_Given text_
+===+

The magic is that each skill has a constrained scope. The brainstorm skill doesn’t write code. The review skill doesn’t add features. This prevents the AI from going off-script.

The 3-File Spec

This is probably the pattern I’m most proud of. Every feature gets decomposed into three files:

graph LR
    subgraph Spec["Feature Spec"]
        REQ["requirements.md
WHAT
User story
Acceptance criteria"]
        DES["design.md
HOW
Technical approach
Affected files"]
        TSK["tasks.md
DO
Ordered checklist
Atomic steps"]
    end

    REQ --> DES --> TSK

    style REQ fill:#f39c12,color:#fff,stroke:#e67e22
    style DES fill:#3498db,color:#fff,stroke:#2980b9
    style TSK fill:#2c3e50,color:#fff,stroke:#34495e

requirements.md (WHAT) — The user story and acceptance criteria. What does this feature do? How do we know it’s done?
design.md (HOW) — The technical approach. Which files are affected? What patterns should be used? What are the trade-offs?
tasks.md (DO) — An ordered checklist of atomic implementation steps. Each task is small enough to verify independently.

This mirrors how a senior engineer naturally decomposes work. The beauty is that each file serves the AI at a different phase — requirements during planning, design during implementation, tasks during execution and review.

Harnessing Patterns That Actually Work

Beyond the structure, there are specific patterns that dramatically improved the quality of AI output:

Deterministic Hooks

Not everything needs an LLM. The framework uses simple shell scripts to enforce preconditions — checking that a changelog was updated before committing, validating that spec files have the right sections, ensuring tests exist for new features. These run at zero token cost and catch issues before the AI even sees them.

Dynamic Context Injection

Instead of loading everything into the context window and hoping for the best, the framework figures out which steering docs and rules are relevant to the current task and injects only those. Working on the API layer? You get the architecture doc and the security rules. Working on tests? You get the testing strategy and test conventions. This keeps the context focused and the output consistent.

Assumption Confirmation

This one saved us from countless wrong turns. When the AI hits an ambiguous decision — which module should own this feature? should this be async or sync? — it surfaces the decision to the human with a recommended default instead of silently guessing. The human stays in the loop on decisions that matter, and the AI handles the execution.

+===+

[Stored data entries]

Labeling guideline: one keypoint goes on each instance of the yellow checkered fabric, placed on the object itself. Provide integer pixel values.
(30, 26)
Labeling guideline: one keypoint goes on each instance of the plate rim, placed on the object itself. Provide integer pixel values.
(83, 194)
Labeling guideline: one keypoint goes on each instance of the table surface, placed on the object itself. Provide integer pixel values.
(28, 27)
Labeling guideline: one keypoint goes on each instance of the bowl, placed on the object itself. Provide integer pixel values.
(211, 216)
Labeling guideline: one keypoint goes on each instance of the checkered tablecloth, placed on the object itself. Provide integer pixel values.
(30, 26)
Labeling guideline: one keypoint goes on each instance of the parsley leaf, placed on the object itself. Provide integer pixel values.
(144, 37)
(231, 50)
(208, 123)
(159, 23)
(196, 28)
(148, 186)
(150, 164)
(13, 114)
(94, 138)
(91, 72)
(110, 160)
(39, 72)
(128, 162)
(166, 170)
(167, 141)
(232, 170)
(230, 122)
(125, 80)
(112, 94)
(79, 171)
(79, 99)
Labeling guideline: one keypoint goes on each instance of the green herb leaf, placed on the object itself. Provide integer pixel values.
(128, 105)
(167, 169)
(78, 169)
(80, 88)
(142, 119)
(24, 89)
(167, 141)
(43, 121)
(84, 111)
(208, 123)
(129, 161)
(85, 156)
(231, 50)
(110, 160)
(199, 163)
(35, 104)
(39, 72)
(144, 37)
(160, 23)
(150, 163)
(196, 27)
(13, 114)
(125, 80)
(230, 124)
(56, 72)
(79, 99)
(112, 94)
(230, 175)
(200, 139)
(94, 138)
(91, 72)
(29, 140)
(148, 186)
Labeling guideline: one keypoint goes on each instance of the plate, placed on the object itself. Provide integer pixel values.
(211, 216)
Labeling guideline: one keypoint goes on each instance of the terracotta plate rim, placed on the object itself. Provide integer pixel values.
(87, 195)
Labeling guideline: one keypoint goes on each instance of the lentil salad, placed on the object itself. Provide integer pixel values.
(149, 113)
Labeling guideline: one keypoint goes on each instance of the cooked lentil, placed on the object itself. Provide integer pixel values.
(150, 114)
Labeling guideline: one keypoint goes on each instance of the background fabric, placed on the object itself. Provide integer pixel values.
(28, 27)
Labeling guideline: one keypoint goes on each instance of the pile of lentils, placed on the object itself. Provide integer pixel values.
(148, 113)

+===+

_Exercise tasks_
(1) List the patterns that the framework write-up presents under "Harnessing Patterns That Actually Work".
(2) Answer these from the framework write-up:
(a) During which phases does tasks.md serve the AI?
(b) What does the framework use to enforce preconditions?
(c) Which docs does work on tests receive through context injection?
(3) Extend the framework write-up with a few paragraphs that begin right after its final sentence.
None of the lines above is needed.

_Answer set_
(1)
Deterministic Hooks
Dynamic Context Injection
Assumption Confirmation

(2)
(a) Execution and review.
(b) Simple shell scripts.
(c) The testing strategy and test conventions.

(3)
Multi-Agent Parallel Execution

For discovery tasks like scanning a codebase for issues, the framework spawns multiple specialized agents in parallel — each focused on a different domain (security, performance, code quality, etc.). Think of it like CI jobs: if two agents don’t touch the same concerns, why serialize them? The results get consolidated into a single prioritized backlog.

Skill-Based Orchestration

Instead of one mega-prompt that tries to do everything, work is broken into discrete skills with focused purposes. Each skill has defined inputs, outputs, and constraints. The scan skill discovers issues. The spec skill creates specifications. The review skill validates changes. This composability is what makes the framework reliable — each piece is small enough to be predictable.

What I Learned

Building this framework changed how I think about AI-assisted development. A few takeaways:

Structure beats prompting. The best prompt in the world won’t save you if the AI doesn’t understand your project’s architecture, conventions, and constraints. Invest in context, not cleverness.

Decomposition is everything. Breaking context into focused documents, breaking workflows into discrete skills, breaking specs into three files — every time I decomposed something, the output quality jumped.

Keep humans in the loop on decisions, not execution. The AI is great at writing code, running tasks, following patterns. It’s terrible at making architectural decisions without context. The assumption confirmation pattern — where the AI surfaces ambiguity instead of guessing — was the single biggest quality improvement.

Deterministic validation saves tokens and sanity. Not every check needs an LLM. A shell script that validates file structure is faster, cheaper, and more reliable than asking the AI to self-check.

The best AI hack isn’t a better prompt — it’s a better process.